Render the lines as a Markdown table with the columns Row and Line, leaving out blank lines, starting at the line that contains "Target: dirt ground" and ending at the last line.
◆ ◆ ◆
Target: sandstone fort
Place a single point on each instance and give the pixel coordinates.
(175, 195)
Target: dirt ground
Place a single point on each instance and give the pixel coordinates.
◆ ◆ ◆
▸ **Expected output**
| Row | Line |
|---|---|
| 1 | Target: dirt ground |
| 2 | Place a single point on each instance and give the pixel coordinates. |